__Reading text__.
We want to find out how the cytoarchitecture of heart cells is put together during embryonic development, how it is changed in heart disease and which signalling molecules play a role in this process. One of the main focus areas in the lab is confocal imaging.
From heart tissue...
Confocal micrograph of immunostained embryonic heart tissue
Embryonic heart tissue, where the myofibrils are stained in green, the microtubules are stained in red and the nuclei are stained in blue. Two dividing cardiomyocytes can be seen in the top right hand corner of the image, where the myofibrils have been disassembled.
...to freshly isolated heart cells...
Confocal micrograph of immunostained freshly isolated heart cell
Freshly isolated adult heart cell showing the typical rod-like shape and the extremely ordered cytoskeleton, nuclei are shown in blue and cross-striated myofibrils in green (MyBP-C) and red (alpha-actinin).
...to heart cells in culture...
Confocal micrograph of heart cells in culture
Heart cells in culture retain their regular cytoskeleton to a certain extent and continue to beat. The actin cytoskeleton was stained in red, the myofibrils in green (MyBP-C) and blue (sarcomeric myosin heavy chain).
...to the diseased heart!
Confocal micrograph of immunostained tissue from a dilated cardiomyopathy
The intercalated discs (specialised type of cell contacts) are altered in their composition and ultrastructure in dilated cardiomyopathy (i.e. a ballooned heart), while the myofibrils appear unchanged (intercalated discs shown in green, myofibrils shown in red).

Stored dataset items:
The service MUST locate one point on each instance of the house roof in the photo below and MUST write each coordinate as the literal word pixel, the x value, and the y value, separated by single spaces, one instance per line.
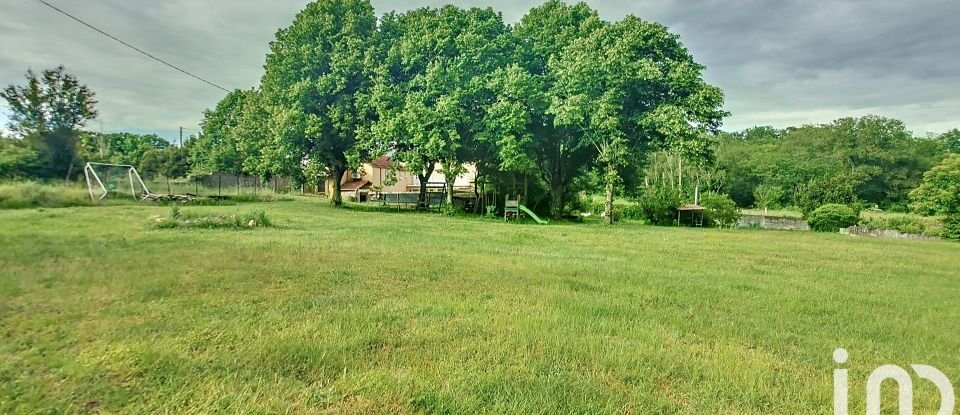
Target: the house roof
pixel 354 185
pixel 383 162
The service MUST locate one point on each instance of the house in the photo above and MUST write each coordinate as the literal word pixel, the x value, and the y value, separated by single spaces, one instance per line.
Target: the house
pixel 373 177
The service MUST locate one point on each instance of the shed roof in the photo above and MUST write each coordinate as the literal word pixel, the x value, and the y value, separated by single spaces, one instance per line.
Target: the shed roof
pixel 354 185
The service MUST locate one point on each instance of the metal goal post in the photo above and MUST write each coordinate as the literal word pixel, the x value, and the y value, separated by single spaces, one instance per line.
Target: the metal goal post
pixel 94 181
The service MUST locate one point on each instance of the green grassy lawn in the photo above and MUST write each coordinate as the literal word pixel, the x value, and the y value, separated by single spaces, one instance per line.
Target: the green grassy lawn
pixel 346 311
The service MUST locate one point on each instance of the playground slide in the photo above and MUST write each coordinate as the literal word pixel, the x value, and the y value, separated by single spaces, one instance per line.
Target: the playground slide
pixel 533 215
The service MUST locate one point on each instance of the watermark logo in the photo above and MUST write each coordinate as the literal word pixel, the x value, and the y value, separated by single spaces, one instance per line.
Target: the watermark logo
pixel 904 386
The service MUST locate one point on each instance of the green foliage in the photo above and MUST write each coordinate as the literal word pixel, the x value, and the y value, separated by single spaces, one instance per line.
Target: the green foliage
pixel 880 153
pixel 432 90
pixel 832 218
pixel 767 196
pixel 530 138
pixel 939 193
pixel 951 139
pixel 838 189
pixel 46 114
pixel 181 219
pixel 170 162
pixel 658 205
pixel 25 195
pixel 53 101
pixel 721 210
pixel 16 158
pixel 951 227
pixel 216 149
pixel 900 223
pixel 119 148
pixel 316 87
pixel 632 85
---
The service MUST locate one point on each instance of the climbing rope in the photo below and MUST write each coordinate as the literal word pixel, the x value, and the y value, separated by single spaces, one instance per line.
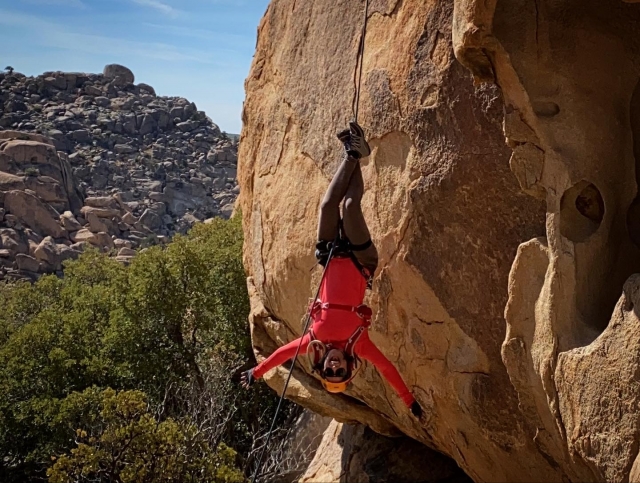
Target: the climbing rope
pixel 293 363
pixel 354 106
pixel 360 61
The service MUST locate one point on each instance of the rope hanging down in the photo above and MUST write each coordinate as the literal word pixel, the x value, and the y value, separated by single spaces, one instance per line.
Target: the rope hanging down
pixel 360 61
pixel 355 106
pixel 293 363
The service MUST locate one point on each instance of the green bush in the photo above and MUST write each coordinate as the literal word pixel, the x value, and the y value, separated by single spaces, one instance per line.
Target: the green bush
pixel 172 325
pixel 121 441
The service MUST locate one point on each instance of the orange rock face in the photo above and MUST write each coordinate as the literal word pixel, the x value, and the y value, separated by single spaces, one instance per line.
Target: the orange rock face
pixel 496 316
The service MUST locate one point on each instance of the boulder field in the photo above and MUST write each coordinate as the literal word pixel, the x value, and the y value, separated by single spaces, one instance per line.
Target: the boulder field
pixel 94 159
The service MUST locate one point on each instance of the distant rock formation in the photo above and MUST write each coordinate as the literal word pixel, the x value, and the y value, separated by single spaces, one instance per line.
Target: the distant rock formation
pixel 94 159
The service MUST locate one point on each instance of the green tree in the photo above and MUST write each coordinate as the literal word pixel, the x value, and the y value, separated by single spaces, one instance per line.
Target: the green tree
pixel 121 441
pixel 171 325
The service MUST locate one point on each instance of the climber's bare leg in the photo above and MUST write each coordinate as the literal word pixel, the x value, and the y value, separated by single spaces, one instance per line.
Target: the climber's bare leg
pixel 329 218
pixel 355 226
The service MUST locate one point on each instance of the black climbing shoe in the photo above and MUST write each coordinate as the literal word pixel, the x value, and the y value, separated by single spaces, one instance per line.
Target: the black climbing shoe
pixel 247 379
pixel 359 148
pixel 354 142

__Task brief__. According to the text on heart cell imaging, what color marks the microtubules in the embryonic heart tissue?

__Exercise output__. Red.